■ PROVIDED DATA ■

------------------------------

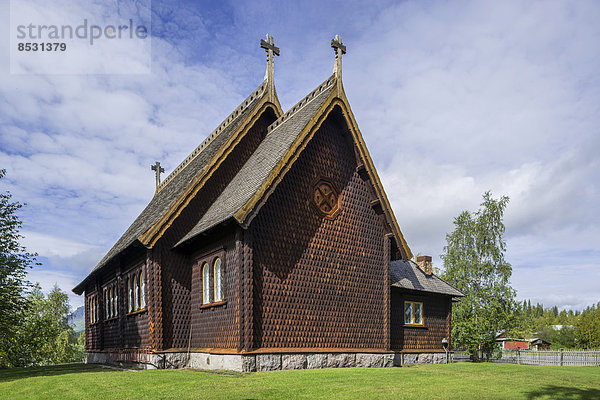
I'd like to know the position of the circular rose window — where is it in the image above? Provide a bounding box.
[314,180,339,215]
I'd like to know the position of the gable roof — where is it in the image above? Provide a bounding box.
[74,41,418,294]
[73,80,282,294]
[390,259,464,297]
[175,76,413,261]
[176,76,336,246]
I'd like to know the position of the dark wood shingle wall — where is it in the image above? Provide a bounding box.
[249,109,388,350]
[154,108,277,350]
[390,290,451,351]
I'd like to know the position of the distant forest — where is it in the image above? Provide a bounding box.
[509,300,600,349]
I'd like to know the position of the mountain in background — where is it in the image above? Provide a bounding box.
[68,306,85,332]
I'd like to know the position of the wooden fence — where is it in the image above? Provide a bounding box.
[491,349,600,366]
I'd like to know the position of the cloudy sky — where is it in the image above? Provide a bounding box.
[1,0,598,311]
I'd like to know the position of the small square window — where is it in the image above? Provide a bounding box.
[404,301,424,325]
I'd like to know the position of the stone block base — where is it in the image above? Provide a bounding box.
[402,352,448,365]
[85,351,449,371]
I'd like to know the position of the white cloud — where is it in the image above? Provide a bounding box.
[20,231,97,259]
[512,263,600,310]
[27,267,84,309]
[1,0,599,311]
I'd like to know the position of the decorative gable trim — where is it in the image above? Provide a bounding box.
[139,99,283,249]
[233,79,412,260]
[156,82,270,192]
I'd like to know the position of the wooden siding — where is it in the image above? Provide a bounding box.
[84,252,150,351]
[390,289,451,351]
[249,109,389,350]
[188,231,241,349]
[152,108,277,350]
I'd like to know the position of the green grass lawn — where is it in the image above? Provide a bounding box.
[1,363,599,400]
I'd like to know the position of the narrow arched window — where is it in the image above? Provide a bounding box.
[111,288,115,317]
[114,287,118,317]
[137,272,142,310]
[214,258,222,302]
[104,291,108,319]
[134,275,140,311]
[202,262,210,304]
[140,271,146,309]
[127,278,132,312]
[94,297,98,322]
[90,298,94,324]
[109,288,114,318]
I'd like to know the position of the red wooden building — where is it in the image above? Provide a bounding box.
[498,338,551,351]
[73,35,463,371]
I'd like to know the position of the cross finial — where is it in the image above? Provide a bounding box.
[331,35,346,81]
[151,161,165,190]
[260,34,279,83]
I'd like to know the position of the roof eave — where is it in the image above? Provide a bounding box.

------------------------------

■ WHAT IS REQUIRED ■
Excluding the pictures, output every entry above without alteration.

■ RESULT BELOW ■
I'd like to know the position of the circular rose window — where is it in the image above? Provide a bounding box.
[314,180,339,215]
I'd like to know the position of the gable roof — where is it in the image above? Provide a bounding box.
[74,41,418,294]
[73,80,282,294]
[390,259,464,297]
[175,76,413,261]
[176,76,336,246]
I'd like to know the position of the dark wood shingle wall — where is it in the image above? Provide a bounding box.
[249,109,388,350]
[154,108,277,350]
[390,290,451,351]
I'd like to know the position of the distant forest — where is it in the image above? Provide a bounding box.
[509,300,600,349]
I'd like to know the position of the mountain in background — where is it in the image above? Provide a bounding box.
[68,306,85,332]
I'd like to know the position of the wooden fence — where is it in the image above? Provide a bounding box.
[491,349,600,366]
I'd like to know the position of the cloudy sky — where is it in the image above? Provide a bounding box.
[1,0,598,311]
I'd like to know the position of the small square window — where is it in the image above? Provide a bounding box.
[404,301,424,325]
I'd like to know the position of the stone block base — where is it in the image above? Provide a bounding box.
[402,352,448,365]
[85,351,449,371]
I'd like to know the position of the white cloud — where is it in the image above? Provide a bounding box.
[20,231,97,259]
[512,263,600,310]
[27,267,84,309]
[1,0,599,311]
I'd like to know the position of the decorative gable trim — where is it in the image above? Provide a bounding box.
[139,99,283,249]
[233,79,412,260]
[156,82,270,192]
I'd like to know the position of the wooden siding — where is it in the image above? Provide a bounding box.
[84,252,150,351]
[390,289,451,351]
[249,109,389,350]
[188,231,241,349]
[152,108,277,350]
I'd like to know the position of the green grass lawn — where is it in the image above? Provide a bounding box.
[1,363,599,400]
I'd like to know the position of the narrow arched window — where is it in the image above? Provide a bounding box.
[111,288,115,317]
[114,287,118,317]
[137,272,142,310]
[214,258,222,302]
[104,291,108,319]
[134,275,140,311]
[202,262,210,304]
[140,271,146,309]
[127,278,132,312]
[94,297,98,322]
[90,298,94,324]
[109,288,114,318]
I'd like to know the position of the red wooden building — where is it in the image above? Provide a bounding box.
[498,338,551,351]
[73,35,463,371]
I'd like to know the position of the cross finial — where is it in the image above? Provide a bounding box.
[331,35,346,81]
[151,161,165,190]
[260,34,279,83]
I'd like to know the position of the roof eave — where is it in the image above? Provide a bounding box.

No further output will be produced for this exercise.